(Material supplied):
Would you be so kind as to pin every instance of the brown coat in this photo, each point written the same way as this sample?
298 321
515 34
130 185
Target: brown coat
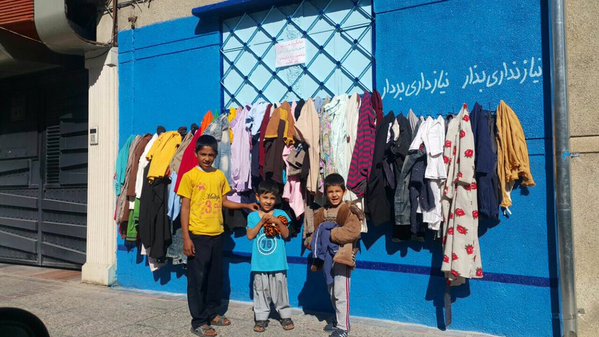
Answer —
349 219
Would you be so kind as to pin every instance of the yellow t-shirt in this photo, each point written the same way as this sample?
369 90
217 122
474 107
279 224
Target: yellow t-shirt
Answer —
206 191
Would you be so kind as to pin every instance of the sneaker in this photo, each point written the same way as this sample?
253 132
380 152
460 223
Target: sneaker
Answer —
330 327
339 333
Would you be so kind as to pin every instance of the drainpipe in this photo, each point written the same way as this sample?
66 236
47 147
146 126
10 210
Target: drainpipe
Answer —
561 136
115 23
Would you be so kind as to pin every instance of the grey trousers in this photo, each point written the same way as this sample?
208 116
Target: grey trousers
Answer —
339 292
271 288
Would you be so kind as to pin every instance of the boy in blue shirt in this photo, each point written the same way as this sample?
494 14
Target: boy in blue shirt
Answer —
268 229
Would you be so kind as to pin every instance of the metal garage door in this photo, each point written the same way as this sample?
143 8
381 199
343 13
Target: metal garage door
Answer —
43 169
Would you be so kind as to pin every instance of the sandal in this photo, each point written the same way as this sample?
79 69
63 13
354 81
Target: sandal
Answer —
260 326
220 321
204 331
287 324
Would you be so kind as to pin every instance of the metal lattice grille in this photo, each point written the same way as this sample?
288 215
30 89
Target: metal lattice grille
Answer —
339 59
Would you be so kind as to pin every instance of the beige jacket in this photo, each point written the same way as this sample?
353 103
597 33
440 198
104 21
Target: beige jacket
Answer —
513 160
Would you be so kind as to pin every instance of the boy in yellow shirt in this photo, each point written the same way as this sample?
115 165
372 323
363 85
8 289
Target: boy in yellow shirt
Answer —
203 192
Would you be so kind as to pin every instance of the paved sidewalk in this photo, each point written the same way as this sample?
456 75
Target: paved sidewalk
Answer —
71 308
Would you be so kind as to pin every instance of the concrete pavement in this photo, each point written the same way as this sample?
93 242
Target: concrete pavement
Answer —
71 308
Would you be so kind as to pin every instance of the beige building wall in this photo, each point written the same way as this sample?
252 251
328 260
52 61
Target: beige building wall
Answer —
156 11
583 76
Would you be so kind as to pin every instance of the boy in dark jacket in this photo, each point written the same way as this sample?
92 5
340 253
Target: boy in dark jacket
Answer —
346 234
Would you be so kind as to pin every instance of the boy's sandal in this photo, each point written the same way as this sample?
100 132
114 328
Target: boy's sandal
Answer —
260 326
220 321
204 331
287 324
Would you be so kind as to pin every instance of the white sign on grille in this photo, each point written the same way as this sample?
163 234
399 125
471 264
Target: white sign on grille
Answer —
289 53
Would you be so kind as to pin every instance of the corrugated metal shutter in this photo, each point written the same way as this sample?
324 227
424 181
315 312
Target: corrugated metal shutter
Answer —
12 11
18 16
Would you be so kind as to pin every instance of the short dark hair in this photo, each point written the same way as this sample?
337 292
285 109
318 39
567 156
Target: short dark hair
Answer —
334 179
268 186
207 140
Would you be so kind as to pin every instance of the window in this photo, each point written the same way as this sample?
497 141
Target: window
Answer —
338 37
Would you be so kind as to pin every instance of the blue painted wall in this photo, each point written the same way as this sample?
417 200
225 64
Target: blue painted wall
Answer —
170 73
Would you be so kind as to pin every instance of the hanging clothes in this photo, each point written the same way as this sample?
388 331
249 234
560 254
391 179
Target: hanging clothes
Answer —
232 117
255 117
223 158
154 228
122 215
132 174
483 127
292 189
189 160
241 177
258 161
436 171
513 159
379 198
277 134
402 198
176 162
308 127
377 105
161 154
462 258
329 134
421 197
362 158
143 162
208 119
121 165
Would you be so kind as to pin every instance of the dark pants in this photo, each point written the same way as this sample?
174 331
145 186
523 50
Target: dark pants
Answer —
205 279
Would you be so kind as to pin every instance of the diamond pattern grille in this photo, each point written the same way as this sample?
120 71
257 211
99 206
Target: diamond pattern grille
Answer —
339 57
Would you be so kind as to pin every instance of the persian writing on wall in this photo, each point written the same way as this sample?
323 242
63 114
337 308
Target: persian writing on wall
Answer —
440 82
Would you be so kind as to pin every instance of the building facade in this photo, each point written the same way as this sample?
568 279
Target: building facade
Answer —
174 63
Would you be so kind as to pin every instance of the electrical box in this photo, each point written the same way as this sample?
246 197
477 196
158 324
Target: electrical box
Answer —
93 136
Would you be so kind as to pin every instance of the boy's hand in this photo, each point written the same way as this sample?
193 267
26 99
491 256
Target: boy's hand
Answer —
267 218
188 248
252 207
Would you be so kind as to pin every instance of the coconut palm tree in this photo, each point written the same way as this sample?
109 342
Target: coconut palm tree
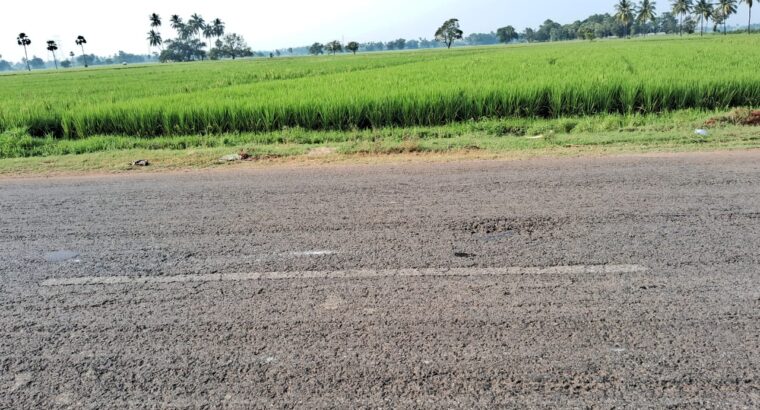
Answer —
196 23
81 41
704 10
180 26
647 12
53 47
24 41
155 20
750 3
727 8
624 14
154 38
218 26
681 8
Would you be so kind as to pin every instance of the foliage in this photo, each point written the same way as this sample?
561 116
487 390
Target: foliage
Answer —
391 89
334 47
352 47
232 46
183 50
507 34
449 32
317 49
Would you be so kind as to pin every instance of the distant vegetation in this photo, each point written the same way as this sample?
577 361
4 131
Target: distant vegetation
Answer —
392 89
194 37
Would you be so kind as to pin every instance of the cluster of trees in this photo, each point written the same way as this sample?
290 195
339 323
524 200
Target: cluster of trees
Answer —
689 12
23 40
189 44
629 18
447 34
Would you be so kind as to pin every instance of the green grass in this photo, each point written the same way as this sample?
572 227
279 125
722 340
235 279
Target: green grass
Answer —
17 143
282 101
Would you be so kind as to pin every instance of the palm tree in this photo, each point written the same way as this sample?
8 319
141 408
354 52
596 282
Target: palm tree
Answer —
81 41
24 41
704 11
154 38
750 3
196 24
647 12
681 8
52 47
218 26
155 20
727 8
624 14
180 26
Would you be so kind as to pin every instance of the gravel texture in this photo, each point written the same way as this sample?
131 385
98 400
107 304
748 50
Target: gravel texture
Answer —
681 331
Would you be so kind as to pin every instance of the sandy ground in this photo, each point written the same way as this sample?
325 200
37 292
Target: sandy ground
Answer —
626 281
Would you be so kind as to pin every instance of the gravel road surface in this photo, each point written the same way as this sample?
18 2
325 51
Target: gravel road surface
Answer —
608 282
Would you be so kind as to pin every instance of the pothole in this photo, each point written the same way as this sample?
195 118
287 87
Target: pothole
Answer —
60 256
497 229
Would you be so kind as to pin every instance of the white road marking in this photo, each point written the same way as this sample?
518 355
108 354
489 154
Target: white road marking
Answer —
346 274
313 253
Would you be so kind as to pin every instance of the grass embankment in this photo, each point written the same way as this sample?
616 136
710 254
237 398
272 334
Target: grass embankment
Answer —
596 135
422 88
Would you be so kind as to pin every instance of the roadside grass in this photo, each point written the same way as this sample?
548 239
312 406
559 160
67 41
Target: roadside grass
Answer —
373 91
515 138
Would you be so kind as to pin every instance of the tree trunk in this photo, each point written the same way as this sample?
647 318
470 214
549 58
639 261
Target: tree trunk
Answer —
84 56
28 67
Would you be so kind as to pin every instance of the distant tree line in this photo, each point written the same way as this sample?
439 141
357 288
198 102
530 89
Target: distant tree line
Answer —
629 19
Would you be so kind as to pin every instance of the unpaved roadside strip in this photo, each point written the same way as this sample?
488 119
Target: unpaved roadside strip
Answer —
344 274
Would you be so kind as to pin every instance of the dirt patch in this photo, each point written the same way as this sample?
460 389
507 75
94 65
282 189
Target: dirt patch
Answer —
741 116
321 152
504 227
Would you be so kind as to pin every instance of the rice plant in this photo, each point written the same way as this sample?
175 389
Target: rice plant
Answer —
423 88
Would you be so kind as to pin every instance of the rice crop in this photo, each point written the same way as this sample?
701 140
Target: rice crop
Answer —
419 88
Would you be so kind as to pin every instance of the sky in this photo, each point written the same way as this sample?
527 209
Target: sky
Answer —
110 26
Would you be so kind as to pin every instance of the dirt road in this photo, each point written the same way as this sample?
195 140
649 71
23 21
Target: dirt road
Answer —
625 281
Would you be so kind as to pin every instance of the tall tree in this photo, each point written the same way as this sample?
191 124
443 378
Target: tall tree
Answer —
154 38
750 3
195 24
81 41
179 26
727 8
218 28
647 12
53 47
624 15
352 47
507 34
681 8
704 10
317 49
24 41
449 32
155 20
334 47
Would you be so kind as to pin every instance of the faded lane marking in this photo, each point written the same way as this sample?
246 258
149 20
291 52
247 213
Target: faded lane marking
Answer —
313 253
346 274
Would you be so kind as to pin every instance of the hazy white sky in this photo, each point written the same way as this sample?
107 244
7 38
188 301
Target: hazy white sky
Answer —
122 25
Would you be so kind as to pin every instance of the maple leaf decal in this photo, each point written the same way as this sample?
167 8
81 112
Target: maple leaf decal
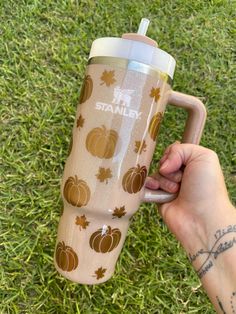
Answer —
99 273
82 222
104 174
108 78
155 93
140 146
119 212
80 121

(Your objective):
Beginning at the line that contains "of the faded", retype each line of the data above through the very last one. Do not retype the pictures.

(Solved problem):
Would you be so kind as to pin every instance of the faded lane marking in this photo, each point written the same way as this sample?
246 258
149 20
291 52
247 213
Target: faded lane marking
Answer —
313 253
346 274
Would you be so kind as to pin every instance of the hazy white sky in this photo, each point written the same way as this sample?
107 244
7 38
188 301
Target: hazy white sky
Answer —
122 25
Would you be so kind as to pin every instance of the maple leaf decal in this photo, each point written the same way as this sample?
167 8
81 112
Target: maple leaf decal
Answer —
99 273
82 222
104 174
108 78
155 93
140 146
119 212
80 121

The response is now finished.